** Passage **
— begin —

On Wed, Mar 23, 2016 at 5:50 AM, Eliot Lear <lear@cisco.com> wrote:
> I'm curious- do you have sufficient data to perform an analysis to
> determine the source of the service degradation?

Hi Eliot -

We're still looking, but, at the moment, no, it does not appear that way.

Our servers run Linux, our switches are Cisco, and log levels on
everything are quite high.  Our logs are full of noise about all kinds
of other, unrelated, server activities; but, as often seems to be the
case, the logs are silent about things related to this issue.  To my
great frustration.

Our engineers are always looking at additional ways of monitoring
things, but whether this was some kind of denial-of-service attack
against a physical host, or an OS failure of some kind, or maybe just
a bad network cable, we can't yet tell.

— end —

** Rows **
— begin —

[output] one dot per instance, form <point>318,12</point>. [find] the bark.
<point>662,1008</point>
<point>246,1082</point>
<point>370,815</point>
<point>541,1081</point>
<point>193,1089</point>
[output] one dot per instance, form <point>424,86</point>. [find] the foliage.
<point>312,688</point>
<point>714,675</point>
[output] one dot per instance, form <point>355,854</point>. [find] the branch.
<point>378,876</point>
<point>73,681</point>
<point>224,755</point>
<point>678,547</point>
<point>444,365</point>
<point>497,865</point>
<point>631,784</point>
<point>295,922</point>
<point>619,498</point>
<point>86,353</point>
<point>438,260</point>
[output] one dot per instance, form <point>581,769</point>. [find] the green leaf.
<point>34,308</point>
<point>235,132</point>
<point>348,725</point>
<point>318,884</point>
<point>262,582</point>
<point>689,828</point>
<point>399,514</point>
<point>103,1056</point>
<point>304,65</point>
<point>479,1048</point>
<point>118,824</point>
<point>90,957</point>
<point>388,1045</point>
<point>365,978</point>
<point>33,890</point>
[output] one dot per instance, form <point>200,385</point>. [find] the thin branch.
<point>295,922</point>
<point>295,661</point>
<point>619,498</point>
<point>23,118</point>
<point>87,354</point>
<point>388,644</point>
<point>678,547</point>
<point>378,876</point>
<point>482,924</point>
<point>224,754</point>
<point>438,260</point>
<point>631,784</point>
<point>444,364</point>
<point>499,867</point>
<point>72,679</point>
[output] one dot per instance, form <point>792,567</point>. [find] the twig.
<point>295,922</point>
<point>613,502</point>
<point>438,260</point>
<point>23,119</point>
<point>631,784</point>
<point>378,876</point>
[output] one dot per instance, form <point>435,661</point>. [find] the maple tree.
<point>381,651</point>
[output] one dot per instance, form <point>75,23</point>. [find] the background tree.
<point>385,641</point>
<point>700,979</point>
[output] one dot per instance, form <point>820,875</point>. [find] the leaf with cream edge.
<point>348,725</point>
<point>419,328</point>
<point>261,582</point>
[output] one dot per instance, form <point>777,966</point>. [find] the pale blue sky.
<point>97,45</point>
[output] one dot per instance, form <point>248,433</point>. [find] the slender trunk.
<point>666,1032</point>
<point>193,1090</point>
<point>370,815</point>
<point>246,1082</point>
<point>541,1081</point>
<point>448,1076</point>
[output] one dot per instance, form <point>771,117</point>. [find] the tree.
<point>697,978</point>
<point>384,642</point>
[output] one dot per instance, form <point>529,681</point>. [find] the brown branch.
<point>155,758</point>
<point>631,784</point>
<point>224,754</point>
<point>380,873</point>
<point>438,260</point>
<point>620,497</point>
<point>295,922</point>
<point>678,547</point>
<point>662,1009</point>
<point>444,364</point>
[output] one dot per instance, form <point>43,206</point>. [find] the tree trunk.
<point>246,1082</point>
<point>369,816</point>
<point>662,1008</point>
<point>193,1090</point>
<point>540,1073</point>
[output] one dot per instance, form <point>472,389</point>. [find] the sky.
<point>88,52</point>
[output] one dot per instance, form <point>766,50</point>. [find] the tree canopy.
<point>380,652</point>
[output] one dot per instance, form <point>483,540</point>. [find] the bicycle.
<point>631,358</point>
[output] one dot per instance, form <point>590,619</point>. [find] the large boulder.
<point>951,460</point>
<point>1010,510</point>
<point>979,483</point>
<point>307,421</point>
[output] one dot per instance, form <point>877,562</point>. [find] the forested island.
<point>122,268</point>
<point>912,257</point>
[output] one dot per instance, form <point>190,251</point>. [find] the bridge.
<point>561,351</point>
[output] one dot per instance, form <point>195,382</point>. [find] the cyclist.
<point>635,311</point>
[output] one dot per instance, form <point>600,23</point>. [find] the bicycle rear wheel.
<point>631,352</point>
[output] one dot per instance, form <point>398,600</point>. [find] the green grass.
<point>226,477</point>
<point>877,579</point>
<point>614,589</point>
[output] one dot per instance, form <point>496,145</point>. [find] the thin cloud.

— end —

** Given exercise A **
Write out the email about the service degradation word for word, beginning at the words that include "Our servers run" and stopping after "great frustration.".
** Given exercise B **
Extend the email about the service degradation, picking up after its final sentence.
You won't need the lines for any of this.

** Answer A **
Our servers run Linux, our switches are Cisco, and log levels on
everything are quite high.  Our logs are full of noise about all kinds
of other, unrelated, server activities; but, as often seems to be the
case, the logs are silent about things related to this issue.  To my
great frustration.

** Answer B **
When things like this happen unexpectedly, we only want to take a
minimal amount of time to try and perform testing mid-event.  Having
done a number of tests, checks, and localized reset procedures, we
were just about to do a reboot of the physical host when the network
just came back to normal, all by itself.  So, this time, so far, I am
unable to determine a source, which, of course, is probably the most
frustrating outcome possible.

Glen
Glen Barney
IT Director
AMS (IETF Secretariat)